--- TEXT SECTION ---

No minimum order, but can only for used at MrBead.co.uk or MrBead.com.

LATE-SUMMER BEAD FAIR REPORT

Cornish Bead Fair – 1st September
A little quieter than usual at Wadebridge, but a pleasure to exhibit with Tanzee Designs in this newly-renovated hall that used to be a railway station.

As usual in Cornwall, we stayed a few days extra. This time at a beautiful campsite on the hills overlooking St Ives – worth the £44 a night fee. Fantastic weather, and the new Quick Pitch tent really took just 6-minutes to set up, plus another 10-minutes to peg.

Whilst in St Ives, we visted Sarah Ashmore, one of our customers’ there. Scroll down to read about her excellent work.

Kilburn London Bead Fair – 14th September
Again a little quieter, but saved by a few largish orders from regular and new customers. Always hard work in London lugging beads up and down steps and parking, but worth the hassle.

Essex MrBead Bead Fair – 15th September
So easy at this lovely village hall after London – super-fast to unload and setup. Real pain at the cental Colchester Premier Inn though: 24 parking places for 80 rooms, and most multistory carparks are too low for the van!

--- COLLECTED DATA ---

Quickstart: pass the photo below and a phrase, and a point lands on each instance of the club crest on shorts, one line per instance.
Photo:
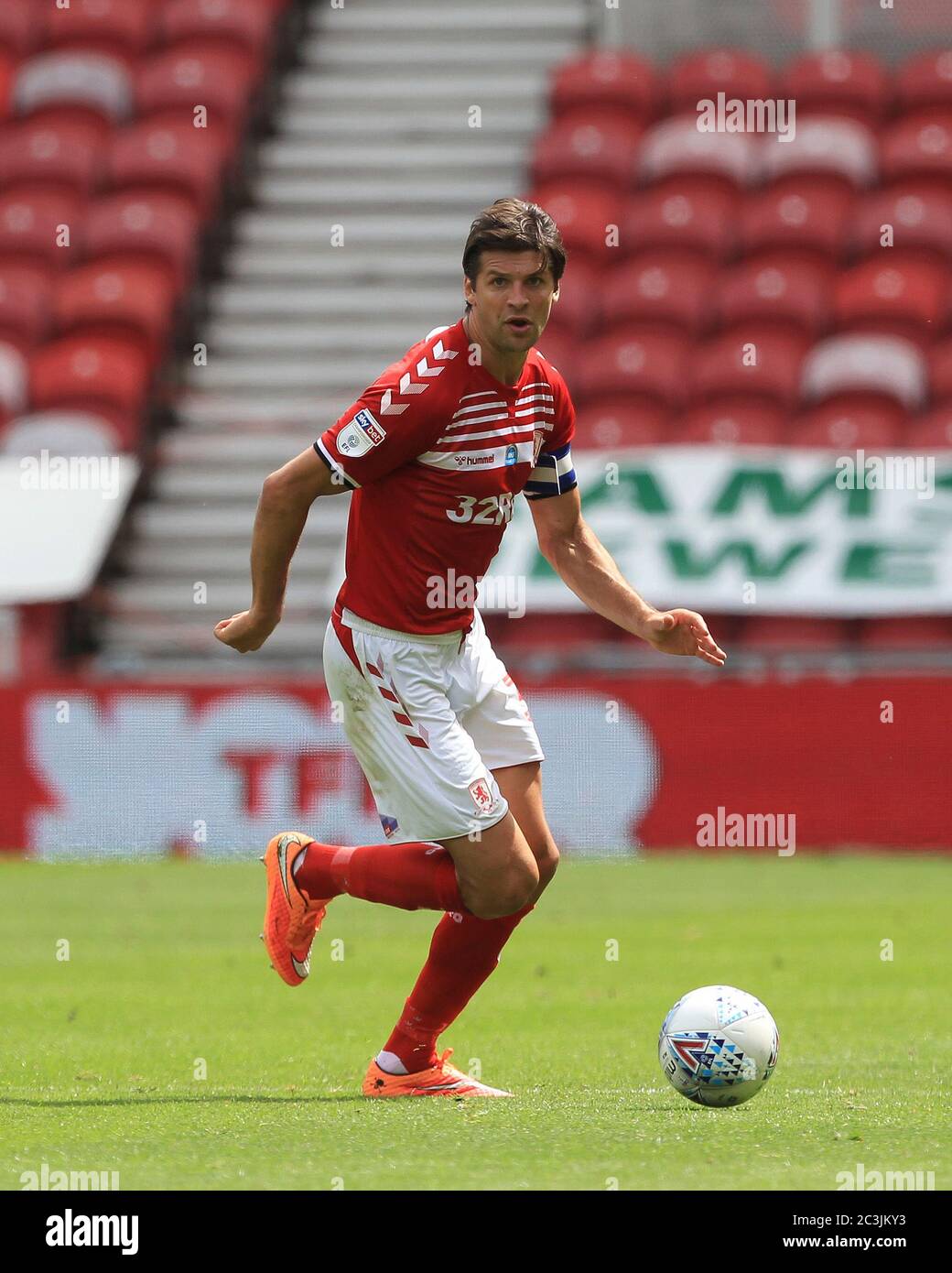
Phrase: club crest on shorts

---

(STATED PROBLEM 1) Reproduce the passage of the bead fair report from "LATE-SUMMER BEAD FAIR" to "worth the hassle.".
(STATED PROBLEM 2) According to the bead fair report, how many parking places did the central Colchester Premier Inn have, and for how many rooms?
The material placed after the bead fair report is separate from the report itself.

(TASK SOLUTION 1)
LATE-SUMMER BEAD FAIR REPORT

Cornish Bead Fair – 1st September
A little quieter than usual at Wadebridge, but a pleasure to exhibit with Tanzee Designs in this newly-renovated hall that used to be a railway station.

As usual in Cornwall, we stayed a few days extra. This time at a beautiful campsite on the hills overlooking St Ives – worth the £44 a night fee. Fantastic weather, and the new Quick Pitch tent really took just 6-minutes to set up, plus another 10-minutes to peg.

Whilst in St Ives, we visted Sarah Ashmore, one of our customers’ there. Scroll down to read about her excellent work.

Kilburn London Bead Fair – 14th September
Again a little quieter, but saved by a few largish orders from regular and new customers. Always hard work in London lugging beads up and down steps and parking, but worth the hassle.

(TASK SOLUTION 2) It had 24 parking places for 80 rooms.